>>>>>
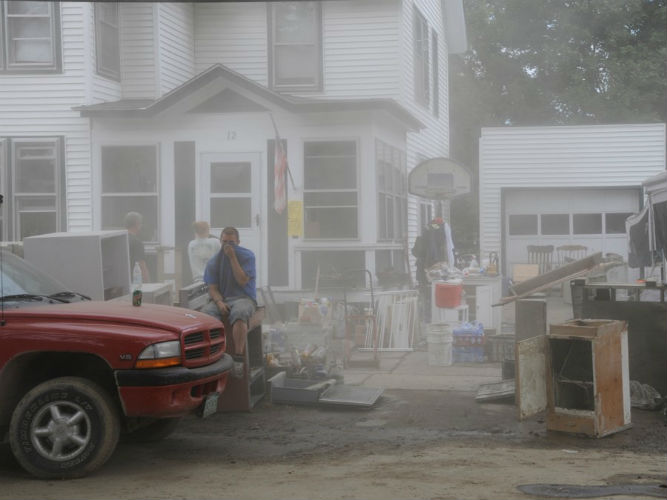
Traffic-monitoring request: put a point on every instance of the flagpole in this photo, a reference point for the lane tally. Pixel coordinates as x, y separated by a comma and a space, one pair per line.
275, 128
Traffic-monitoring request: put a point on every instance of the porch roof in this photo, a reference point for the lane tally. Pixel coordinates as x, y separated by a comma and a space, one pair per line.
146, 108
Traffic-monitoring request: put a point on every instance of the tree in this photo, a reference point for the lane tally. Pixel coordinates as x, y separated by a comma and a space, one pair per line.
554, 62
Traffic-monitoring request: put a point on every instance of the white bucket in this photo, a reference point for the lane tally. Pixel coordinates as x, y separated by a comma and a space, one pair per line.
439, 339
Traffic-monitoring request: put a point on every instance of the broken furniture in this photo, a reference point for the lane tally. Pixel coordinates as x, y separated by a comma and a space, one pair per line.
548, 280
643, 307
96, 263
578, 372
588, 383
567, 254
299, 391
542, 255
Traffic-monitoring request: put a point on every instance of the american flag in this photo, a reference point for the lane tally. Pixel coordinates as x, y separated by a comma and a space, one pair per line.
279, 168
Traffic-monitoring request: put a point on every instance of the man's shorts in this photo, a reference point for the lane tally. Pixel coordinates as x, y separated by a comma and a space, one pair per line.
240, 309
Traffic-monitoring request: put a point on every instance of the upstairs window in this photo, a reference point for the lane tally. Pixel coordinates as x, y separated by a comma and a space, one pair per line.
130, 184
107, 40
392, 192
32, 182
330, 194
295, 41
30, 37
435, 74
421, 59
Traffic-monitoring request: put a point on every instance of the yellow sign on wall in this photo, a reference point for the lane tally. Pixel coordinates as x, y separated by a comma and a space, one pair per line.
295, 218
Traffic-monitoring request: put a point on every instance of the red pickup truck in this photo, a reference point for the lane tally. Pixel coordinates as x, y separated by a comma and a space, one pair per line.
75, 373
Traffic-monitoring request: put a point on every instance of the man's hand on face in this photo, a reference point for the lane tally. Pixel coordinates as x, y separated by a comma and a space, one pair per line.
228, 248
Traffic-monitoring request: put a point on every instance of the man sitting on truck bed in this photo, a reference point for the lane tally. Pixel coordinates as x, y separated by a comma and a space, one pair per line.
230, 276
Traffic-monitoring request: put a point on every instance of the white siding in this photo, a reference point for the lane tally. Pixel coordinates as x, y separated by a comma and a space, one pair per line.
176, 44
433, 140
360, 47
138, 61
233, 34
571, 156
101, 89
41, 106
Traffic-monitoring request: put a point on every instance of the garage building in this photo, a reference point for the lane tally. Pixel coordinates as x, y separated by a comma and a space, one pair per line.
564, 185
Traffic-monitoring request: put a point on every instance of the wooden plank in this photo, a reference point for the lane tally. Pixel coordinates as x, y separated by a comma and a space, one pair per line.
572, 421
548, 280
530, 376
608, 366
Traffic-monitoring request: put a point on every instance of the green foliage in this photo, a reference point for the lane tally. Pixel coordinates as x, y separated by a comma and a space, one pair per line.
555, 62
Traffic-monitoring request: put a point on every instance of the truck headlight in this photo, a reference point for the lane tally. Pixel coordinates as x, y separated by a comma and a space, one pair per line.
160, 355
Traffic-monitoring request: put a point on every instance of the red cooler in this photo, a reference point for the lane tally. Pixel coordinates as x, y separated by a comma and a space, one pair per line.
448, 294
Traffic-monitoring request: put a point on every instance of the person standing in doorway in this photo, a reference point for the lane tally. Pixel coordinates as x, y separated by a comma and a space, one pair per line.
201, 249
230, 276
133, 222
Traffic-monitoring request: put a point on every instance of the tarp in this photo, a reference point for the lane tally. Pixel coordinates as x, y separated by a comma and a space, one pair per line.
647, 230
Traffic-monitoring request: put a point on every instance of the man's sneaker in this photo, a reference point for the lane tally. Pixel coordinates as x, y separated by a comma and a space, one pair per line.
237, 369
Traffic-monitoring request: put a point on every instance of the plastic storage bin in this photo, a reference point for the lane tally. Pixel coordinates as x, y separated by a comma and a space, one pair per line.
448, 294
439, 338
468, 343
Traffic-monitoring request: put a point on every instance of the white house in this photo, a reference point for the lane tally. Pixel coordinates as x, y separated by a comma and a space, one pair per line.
<<<<<
→ **Stated task**: Reproduce all of the data exactly; the pictures do not belong in the copy.

→ **Worked answer**:
Traffic-monitoring request: put a point on every instance of the flagpole in this photo, a reference point for the lane tally. Pixel coordinates as x, y separated by a comma and a space, one pair per line.
275, 128
Traffic-monitoring request: put a point on every instance of the porch roof in this photo, a reference point for the lane tally. Pixel coordinates as x, y separated by a comma and a space, one pair per line.
146, 108
Traffic-monitoring request: put a point on every instance of the tree in this photo, a reference point for the lane tally. Pixel coordinates as x, y separated by a comma and a space, one pair per line.
554, 62
Traffic-monitoring request: put a point on every instance of the white bucket in this photo, a reference point for the lane tally. Pixel coordinates as x, y separated by a comma and a space, one pair per line.
439, 339
Traffic-monitoring request: put a point on every instance of the broken furniture in this photo, a reference point for the lane tally. Pixel coordinates as x, y separated by a comma and a space, one pair per line.
548, 280
643, 307
96, 263
578, 372
588, 383
567, 254
299, 391
542, 255
Traffic-monitoring request: put a point on every instance of the american flag in this photo, a reference point for the lane tally. Pixel coordinates as x, y separated by a comma and a space, one pair per line.
279, 168
Traffic-monitoring request: put a point on every instance of the man's shorts in this photo, a reference point for the lane tally. Pixel coordinates as x, y separated by a comma and a space, one pair per line.
240, 309
Traffic-monitoring request: put a point on every instance of the upstairs window in this photo, a reference point for the lane tally. Pixel coordinates as x, y separated by a comma and a space, one pair per line.
130, 184
107, 40
392, 192
32, 182
330, 194
295, 41
30, 37
435, 74
421, 59
Traffic-monitoring request: put a point on every instance of the yellow sign on wall in this photo, a reference point for the lane tally. Pixel coordinates as x, y separated by a comma and a space, one pair per line.
295, 218
Traffic-monitoring request: put a point on every instance of the red pickup truck in this photo, a reference point for the lane tally. Pixel coordinates as x, y separated by a comma and a space, one pair per line.
75, 373
Traffic-monitoring request: put a point on every instance of the man's hand on face in this photo, a reference point for the lane tally. Pixel coordinates as x, y separated by a comma and a space, one pair per line.
228, 248
Traffic-monitoring request: put a point on every instance of the man sitting on truck bed in this photo, a reference point for the lane tally. Pixel coordinates as x, y separated by a comma and a space, one pair per line.
230, 276
Traffic-monitoring request: put a point on every instance of the white siding in this photo, a reference point for the lane tally. Pixel coordinates as x, y separated by a comma and a space, one pair per line.
176, 44
433, 140
360, 47
138, 61
233, 34
571, 156
101, 89
41, 106
Traffic-monitoring request: put a point on every instance of the garage building in this photo, a reference point for the lane tally. Pixel coordinates as x, y separated by a comma and a space, one pair per line.
564, 185
Traffic-monitoring request: put a point on every instance of the wooden plank in this photo, a reference point for the lane tally. Pixel coordinates as x, y separated by a comma and a space, one pair per line.
572, 421
548, 280
530, 376
608, 366
Traffic-monitoring request: put a point on every instance of the green foliage in this photo, a reference point for the lane tally. Pixel coordinates as x, y separated by a comma and a space, one pair per line.
555, 62
Traffic-monitoring request: put a point on every instance of the truck headlight in this photo, a reference point for the lane tally. Pixel coordinates as x, y separated by a comma and a space, one pair per line.
160, 355
Traffic-monitoring request: put a point on every instance of the red cooler in this photo, a reference point for the lane tally. Pixel coordinates as x, y separated by a comma and a space, one pair per line.
448, 294
Traffic-monitoring request: put a point on every instance of the person standing in doorway in this photo, a reference point for the lane tally. Pixel coordinates as x, y separated by a comma and a space, one pair per line.
201, 249
230, 276
133, 222
Traffic-monitoring request: put a point on every instance of the tarp in this photo, a reference point for the lane tally. Pixel coordinates as x, y separated by a comma and a space, one pair per line.
647, 230
Traffic-monitoring request: put a point on every instance of the man's sneaker in this photo, a reference point for the lane tally. Pixel coordinates as x, y separated by a comma and a space, one pair per line.
237, 369
Traffic-monitoring request: put a point on every instance of the plastic storage bin in this photo, a reference point for the lane tally. Pixel coordinates as x, y separated by a comma and a space, one pair per line.
448, 294
439, 338
468, 343
Traffic-monitoring request: put a point on every instance of the white house in this photo, a reference point for the lane tally. Pixel coordinates as x, y separated by a comma and a space, one pair per line.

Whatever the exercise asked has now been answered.